[Stored data]
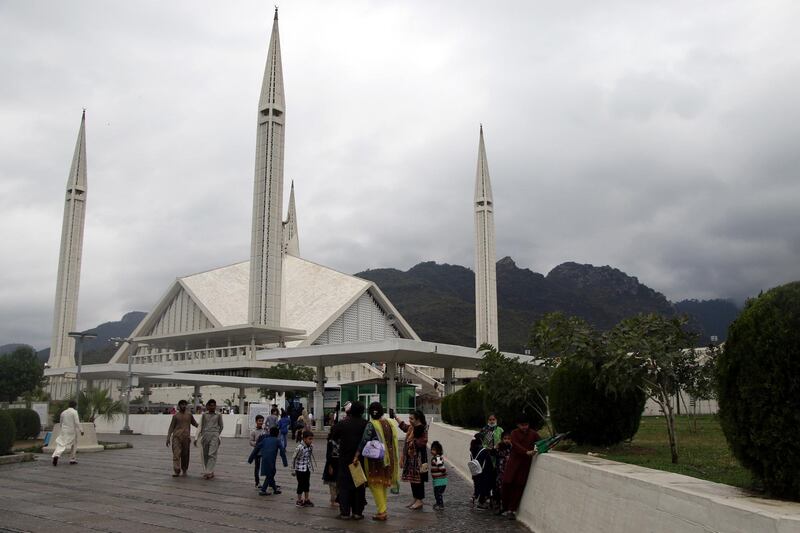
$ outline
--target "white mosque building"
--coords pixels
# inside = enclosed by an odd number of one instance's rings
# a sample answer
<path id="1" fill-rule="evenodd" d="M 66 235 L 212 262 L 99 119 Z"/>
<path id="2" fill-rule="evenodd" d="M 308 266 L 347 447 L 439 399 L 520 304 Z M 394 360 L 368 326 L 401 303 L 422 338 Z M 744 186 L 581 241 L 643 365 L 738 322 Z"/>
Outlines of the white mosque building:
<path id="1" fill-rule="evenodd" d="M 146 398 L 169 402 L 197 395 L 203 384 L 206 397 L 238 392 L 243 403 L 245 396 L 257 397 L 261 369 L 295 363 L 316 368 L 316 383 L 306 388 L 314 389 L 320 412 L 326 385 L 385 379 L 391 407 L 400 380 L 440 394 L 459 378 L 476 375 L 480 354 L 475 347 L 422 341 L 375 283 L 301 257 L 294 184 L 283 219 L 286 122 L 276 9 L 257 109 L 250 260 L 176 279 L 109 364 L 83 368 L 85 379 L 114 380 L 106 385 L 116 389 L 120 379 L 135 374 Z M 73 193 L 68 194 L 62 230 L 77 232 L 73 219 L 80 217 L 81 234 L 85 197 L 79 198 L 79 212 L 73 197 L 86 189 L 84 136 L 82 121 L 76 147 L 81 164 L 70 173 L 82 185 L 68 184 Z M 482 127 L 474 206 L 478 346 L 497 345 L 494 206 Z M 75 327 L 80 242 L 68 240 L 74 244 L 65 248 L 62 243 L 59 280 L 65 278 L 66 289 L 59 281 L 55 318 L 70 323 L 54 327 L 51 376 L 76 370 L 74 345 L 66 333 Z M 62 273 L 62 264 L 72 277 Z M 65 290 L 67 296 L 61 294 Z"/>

*Your assignment*: Retype only the lines that run from the first line of the entries above to the line containing "308 266 L 347", both included. Do not carry over any pictures.

*Response below*:
$ outline
--target "white mosque building"
--coords pixels
# inside = enclosed by an odd number of one instance's rings
# a sample answer
<path id="1" fill-rule="evenodd" d="M 66 235 L 212 262 L 99 119 Z"/>
<path id="2" fill-rule="evenodd" d="M 308 266 L 347 447 L 439 399 L 520 304 Z M 394 360 L 368 326 L 401 303 L 422 338 Z M 744 186 L 581 241 L 643 365 L 738 322 Z"/>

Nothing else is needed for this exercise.